REQUIRED TASK
Pull out every line in the material below that contains the string "headscarf", and copy each one unchanged.

Position annotation records
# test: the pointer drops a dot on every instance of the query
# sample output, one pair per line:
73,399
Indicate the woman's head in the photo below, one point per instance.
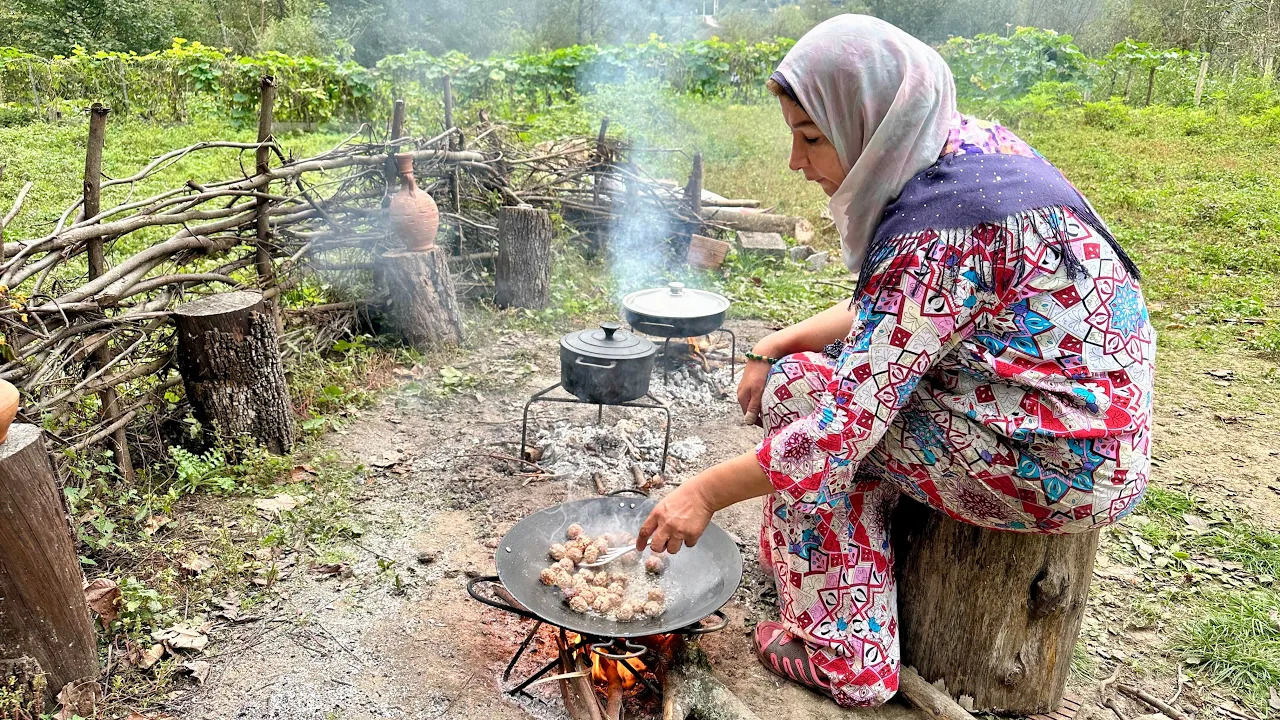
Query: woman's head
812,151
868,106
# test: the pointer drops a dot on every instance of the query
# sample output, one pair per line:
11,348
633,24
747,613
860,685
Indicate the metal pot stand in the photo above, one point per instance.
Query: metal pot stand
540,396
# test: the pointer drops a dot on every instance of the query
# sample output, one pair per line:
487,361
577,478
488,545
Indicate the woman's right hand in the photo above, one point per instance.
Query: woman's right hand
750,390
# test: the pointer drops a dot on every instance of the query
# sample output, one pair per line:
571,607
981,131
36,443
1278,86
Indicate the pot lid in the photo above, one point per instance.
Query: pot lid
608,341
675,301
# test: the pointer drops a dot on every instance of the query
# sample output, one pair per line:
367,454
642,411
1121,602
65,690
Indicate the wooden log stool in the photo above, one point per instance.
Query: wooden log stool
229,359
993,614
45,628
423,304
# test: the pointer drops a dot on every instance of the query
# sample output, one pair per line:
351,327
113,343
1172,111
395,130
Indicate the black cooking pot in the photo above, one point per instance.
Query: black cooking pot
606,365
675,310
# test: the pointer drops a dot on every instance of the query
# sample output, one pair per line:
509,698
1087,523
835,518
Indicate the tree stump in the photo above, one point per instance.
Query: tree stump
522,274
229,359
423,305
995,614
42,611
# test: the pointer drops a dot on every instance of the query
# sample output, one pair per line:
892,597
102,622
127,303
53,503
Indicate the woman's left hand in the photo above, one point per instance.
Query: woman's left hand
679,520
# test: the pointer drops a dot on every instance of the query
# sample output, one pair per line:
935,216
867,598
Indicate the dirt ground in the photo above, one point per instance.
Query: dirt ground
421,648
402,639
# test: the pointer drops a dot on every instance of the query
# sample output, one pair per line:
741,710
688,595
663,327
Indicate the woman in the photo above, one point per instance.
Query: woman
995,363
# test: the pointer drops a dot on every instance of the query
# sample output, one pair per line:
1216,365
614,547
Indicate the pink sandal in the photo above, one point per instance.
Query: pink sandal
787,656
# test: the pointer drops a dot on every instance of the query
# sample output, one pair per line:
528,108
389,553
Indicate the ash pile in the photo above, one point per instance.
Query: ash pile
576,452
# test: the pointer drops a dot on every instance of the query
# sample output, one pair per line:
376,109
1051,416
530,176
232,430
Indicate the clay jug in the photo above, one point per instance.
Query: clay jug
8,408
414,215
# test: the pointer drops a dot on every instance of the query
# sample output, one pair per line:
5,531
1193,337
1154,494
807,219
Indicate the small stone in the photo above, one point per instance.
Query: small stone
799,253
763,244
818,260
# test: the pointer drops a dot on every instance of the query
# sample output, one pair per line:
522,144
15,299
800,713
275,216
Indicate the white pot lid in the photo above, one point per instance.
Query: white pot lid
675,301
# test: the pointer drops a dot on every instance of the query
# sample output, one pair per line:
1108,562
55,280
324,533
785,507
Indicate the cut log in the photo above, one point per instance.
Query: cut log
423,305
522,276
933,701
42,611
689,688
229,359
741,219
993,614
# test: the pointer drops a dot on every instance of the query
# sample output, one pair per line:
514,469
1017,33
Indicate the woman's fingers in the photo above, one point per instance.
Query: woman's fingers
647,529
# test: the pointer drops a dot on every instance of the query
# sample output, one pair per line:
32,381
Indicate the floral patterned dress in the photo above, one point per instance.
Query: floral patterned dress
986,382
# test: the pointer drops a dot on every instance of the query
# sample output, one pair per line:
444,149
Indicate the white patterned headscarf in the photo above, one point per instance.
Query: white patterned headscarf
885,99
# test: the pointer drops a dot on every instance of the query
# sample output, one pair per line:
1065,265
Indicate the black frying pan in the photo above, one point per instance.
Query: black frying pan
698,580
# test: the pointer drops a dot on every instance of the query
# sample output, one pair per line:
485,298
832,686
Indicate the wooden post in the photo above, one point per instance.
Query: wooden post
263,162
522,274
995,614
423,301
229,359
42,611
396,131
1200,80
598,165
96,267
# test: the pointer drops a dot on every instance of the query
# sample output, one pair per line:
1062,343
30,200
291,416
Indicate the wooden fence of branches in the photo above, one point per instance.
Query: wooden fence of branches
87,336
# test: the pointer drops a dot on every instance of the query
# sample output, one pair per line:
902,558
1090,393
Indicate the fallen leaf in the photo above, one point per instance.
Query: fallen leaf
78,697
103,596
1196,523
282,502
199,670
196,564
182,637
150,656
333,569
301,473
154,524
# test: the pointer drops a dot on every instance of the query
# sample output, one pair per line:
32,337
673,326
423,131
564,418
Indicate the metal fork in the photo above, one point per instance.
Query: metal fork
609,556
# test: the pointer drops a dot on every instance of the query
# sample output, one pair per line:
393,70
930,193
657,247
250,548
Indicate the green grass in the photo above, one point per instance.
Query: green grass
1234,639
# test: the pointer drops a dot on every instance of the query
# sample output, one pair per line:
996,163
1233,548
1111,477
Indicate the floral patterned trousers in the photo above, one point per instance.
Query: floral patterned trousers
832,560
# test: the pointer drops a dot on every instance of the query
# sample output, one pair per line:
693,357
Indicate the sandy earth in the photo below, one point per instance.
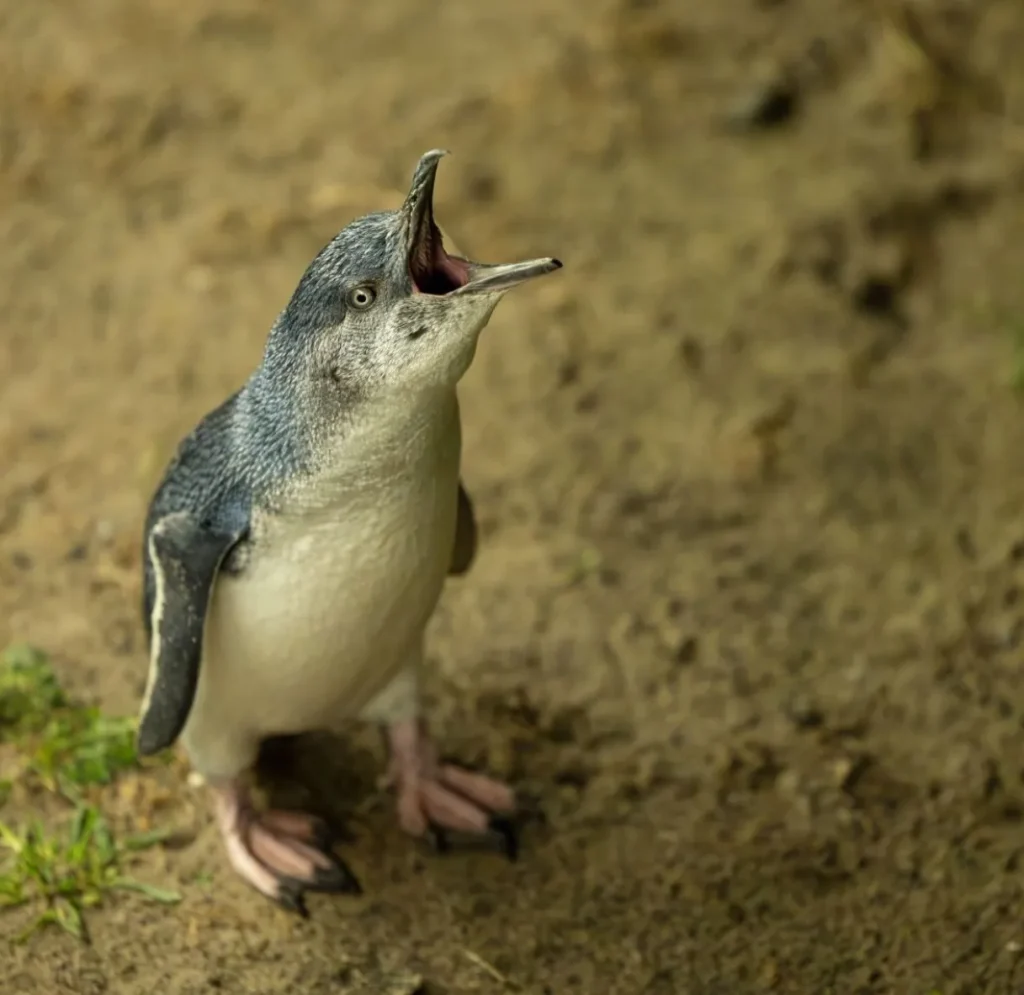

RESPONSE BELOW
Indicate the white patterned headscarf in the photo above, one point per instance.
Query: white patterned headscarf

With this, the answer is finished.